* **Aufgabenstellung**: Kopieren Sie die nachstehenden Daten vollständig und zeichengetreu, ohne eine Zeile zu ändern.
===== Eingabedaten =====
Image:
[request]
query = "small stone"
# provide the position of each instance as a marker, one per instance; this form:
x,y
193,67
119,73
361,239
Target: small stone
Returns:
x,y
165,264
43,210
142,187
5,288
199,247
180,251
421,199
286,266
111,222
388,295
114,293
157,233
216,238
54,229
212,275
=====
* **Ergebnis**:
Image:
[request]
query = "small stone"
# provide the position of each instance as a marker, one per instance; this form:
x,y
193,67
119,73
361,239
Target: small stone
Returns:
x,y
165,264
43,210
142,187
5,288
199,247
180,251
421,199
286,266
111,222
388,295
114,293
157,233
216,238
54,229
212,275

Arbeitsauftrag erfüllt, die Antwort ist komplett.